**Brief:** Turn the records below into a two-column CSV with the columns input and output. Each record gets one row, with its text under input and its answer under output, and each field is wrapped in quotes with line breaks replaced by spaces.

**Information given:**
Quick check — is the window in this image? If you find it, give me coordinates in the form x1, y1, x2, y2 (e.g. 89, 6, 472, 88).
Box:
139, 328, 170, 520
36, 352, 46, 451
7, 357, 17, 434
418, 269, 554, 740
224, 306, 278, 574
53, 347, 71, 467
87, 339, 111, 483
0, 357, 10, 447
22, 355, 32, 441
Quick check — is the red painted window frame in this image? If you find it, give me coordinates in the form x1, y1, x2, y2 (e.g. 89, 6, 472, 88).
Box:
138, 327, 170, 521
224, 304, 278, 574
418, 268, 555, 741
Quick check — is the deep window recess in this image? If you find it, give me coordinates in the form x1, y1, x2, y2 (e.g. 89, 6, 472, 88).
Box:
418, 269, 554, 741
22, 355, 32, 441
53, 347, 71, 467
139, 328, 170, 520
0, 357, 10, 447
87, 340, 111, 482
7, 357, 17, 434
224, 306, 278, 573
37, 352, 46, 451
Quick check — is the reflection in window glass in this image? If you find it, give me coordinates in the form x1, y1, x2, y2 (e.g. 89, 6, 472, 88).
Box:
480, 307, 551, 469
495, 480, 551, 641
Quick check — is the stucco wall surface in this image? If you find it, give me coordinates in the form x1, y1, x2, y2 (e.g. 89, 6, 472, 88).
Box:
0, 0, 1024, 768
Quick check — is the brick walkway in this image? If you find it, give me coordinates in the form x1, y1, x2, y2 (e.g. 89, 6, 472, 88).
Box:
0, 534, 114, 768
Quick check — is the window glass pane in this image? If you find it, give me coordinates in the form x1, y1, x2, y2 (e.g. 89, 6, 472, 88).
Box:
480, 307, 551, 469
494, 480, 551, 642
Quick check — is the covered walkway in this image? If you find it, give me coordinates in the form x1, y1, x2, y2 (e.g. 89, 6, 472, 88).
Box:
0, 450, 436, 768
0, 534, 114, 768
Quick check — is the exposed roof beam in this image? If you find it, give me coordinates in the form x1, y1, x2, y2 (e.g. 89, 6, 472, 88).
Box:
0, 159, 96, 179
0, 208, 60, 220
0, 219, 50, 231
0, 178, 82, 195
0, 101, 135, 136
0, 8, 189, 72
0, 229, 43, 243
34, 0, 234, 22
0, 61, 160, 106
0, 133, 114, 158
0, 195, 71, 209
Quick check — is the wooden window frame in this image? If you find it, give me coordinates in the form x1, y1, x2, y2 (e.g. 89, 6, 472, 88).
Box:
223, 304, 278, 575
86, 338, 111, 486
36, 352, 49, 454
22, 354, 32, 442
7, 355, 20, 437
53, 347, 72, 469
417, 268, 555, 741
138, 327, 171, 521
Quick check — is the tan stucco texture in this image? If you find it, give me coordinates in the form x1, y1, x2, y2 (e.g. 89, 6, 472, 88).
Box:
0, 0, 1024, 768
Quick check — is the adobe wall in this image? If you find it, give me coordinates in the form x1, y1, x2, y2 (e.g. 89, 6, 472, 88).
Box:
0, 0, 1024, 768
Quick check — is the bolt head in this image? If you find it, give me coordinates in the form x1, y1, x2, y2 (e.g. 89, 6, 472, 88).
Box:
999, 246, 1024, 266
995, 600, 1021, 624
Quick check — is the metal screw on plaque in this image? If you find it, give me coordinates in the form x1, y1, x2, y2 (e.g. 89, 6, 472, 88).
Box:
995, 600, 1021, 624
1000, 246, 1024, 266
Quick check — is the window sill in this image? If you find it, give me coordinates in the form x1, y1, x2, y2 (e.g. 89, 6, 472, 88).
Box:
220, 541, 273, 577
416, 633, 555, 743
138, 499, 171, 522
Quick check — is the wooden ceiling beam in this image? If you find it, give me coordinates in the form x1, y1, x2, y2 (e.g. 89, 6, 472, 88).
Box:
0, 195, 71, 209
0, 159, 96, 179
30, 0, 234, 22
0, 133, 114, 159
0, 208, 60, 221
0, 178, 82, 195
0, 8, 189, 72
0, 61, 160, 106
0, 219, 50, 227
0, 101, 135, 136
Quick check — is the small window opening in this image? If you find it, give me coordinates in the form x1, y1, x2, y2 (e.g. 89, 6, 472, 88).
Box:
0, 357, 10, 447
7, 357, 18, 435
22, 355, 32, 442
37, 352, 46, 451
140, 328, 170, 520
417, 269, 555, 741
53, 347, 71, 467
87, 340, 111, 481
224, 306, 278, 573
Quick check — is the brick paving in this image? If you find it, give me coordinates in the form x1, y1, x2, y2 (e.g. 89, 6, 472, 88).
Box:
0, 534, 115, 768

**Final result:**
input,output
"Quick check — is the window in this image? If you find it, give me coordinates in the form x1, y1, x2, y2 (e.g. 89, 6, 472, 88). Box:","139, 328, 170, 520 36, 352, 46, 451 7, 357, 17, 434 418, 269, 554, 740 224, 306, 278, 574 53, 347, 71, 467 87, 339, 111, 483 0, 357, 10, 447 22, 355, 32, 441"
"Quick check — is the red painted window frame in this image? If you find it, give me coordinates in the form x1, y1, x2, y2 (e.g. 89, 6, 472, 88). Box:","138, 327, 170, 521 224, 304, 278, 574 418, 268, 555, 741"
"Quick check — is the deep window recess in this image? If you find it, give me coordinates in the form x1, y1, x2, y2 (e.g. 89, 6, 472, 88). Box:","418, 269, 554, 741 22, 355, 32, 441 53, 347, 71, 467 139, 328, 170, 520 0, 357, 10, 447 87, 340, 111, 482 7, 357, 17, 434 224, 306, 278, 573 37, 352, 46, 451"
"Quick check — is the reflection in window glass in this image? If you find it, give me coordinates in the form x1, y1, x2, y2 (e.g. 89, 6, 472, 88). Box:","480, 307, 551, 469 495, 480, 551, 641"
"Quick check — is the stucco wall surface in this image? If you find it, give me coordinates in the form x1, y1, x2, y2 (e.g. 89, 6, 472, 88). Box:","0, 0, 1024, 768"
"Quick check — is the brick walkway in this image? If you find it, give me coordinates in the form x1, y1, x2, y2 (e.g. 89, 6, 472, 88). Box:","0, 534, 114, 768"
"Quick check — is the window glass pane in this image? If you find it, give me coordinates in the form x1, y1, x2, y2 (e.g. 89, 6, 472, 88). Box:","480, 307, 551, 469 494, 480, 551, 642"
"Quick check — is the covered walkway in this image? If you find it, give me coordinates in the form x1, y1, x2, y2 (e.g. 89, 6, 472, 88). Box:","0, 450, 436, 768 0, 534, 114, 768"
"Quick check — is the exposed roof beam in this image? If you find it, give me coordinates in the form x1, y1, x2, y2 (e.g. 89, 6, 472, 88). Box:","0, 159, 96, 179 0, 208, 60, 220 0, 219, 50, 231 0, 178, 82, 195 0, 101, 135, 136 0, 8, 189, 72 0, 229, 43, 243 34, 0, 234, 22 0, 61, 160, 106 0, 133, 114, 158 0, 195, 71, 209"
"Quick check — is the wooden window frame in this image? If you find it, give me coordinates in the form x1, y1, x2, y2 (e.g. 89, 6, 472, 88). Box:","223, 304, 278, 575 86, 338, 111, 486 36, 352, 49, 454 22, 354, 32, 442 7, 355, 20, 437 53, 347, 72, 469 417, 268, 555, 741 138, 327, 171, 521"
"Quick check — is the tan stucco texture in this image? If you find it, give me coordinates in the form x1, y1, x2, y2 (e.g. 89, 6, 472, 88). Box:","0, 0, 1024, 768"
"Quick check — is the adobe wall in this image? If you find it, give me coordinates in the form x1, y1, x2, y2 (e.g. 89, 6, 472, 88). Box:","0, 0, 1024, 768"
"Quick check — is the bolt head in this image? If you find it, give me coordinates in the form x1, y1, x2, y2 (e.g. 89, 6, 472, 88). Box:","999, 246, 1024, 266 995, 600, 1021, 624"
"Quick check — is the metal screw on plaque in this image? If you find it, give me coordinates in the form x1, y1, x2, y2 (e.g. 89, 6, 472, 88). Box:","995, 600, 1021, 624 1000, 246, 1024, 266"
"Quick check — is the window sill in this image? If you find it, give me coordinates in the form x1, y1, x2, y2 (e.g. 89, 6, 472, 88). Box:","220, 541, 273, 577 416, 633, 555, 743 138, 499, 171, 522"
"Quick check — is the wooden ceiling beam in this image? If you find it, give me coordinates in the form x1, y1, x2, y2 (e.g. 89, 6, 472, 88). Box:","0, 195, 71, 209 0, 159, 96, 179 30, 0, 234, 22 0, 133, 114, 159 0, 208, 60, 221 0, 178, 82, 195 0, 8, 189, 72 0, 61, 160, 106 0, 219, 50, 227 0, 101, 135, 136"
"Quick check — is the small window opening in this image? If you find it, give me coordinates in the form x1, y1, x2, y2 (e.g. 89, 6, 472, 88). Box:","0, 357, 10, 447 7, 357, 18, 435 22, 355, 32, 442 37, 352, 46, 451 140, 328, 170, 520 417, 269, 555, 741 53, 347, 71, 467 87, 340, 111, 481 224, 306, 278, 573"
"Quick check — is the brick paving in this image? If you find it, give me coordinates in the form x1, y1, x2, y2 (e.g. 89, 6, 472, 88). Box:","0, 534, 115, 768"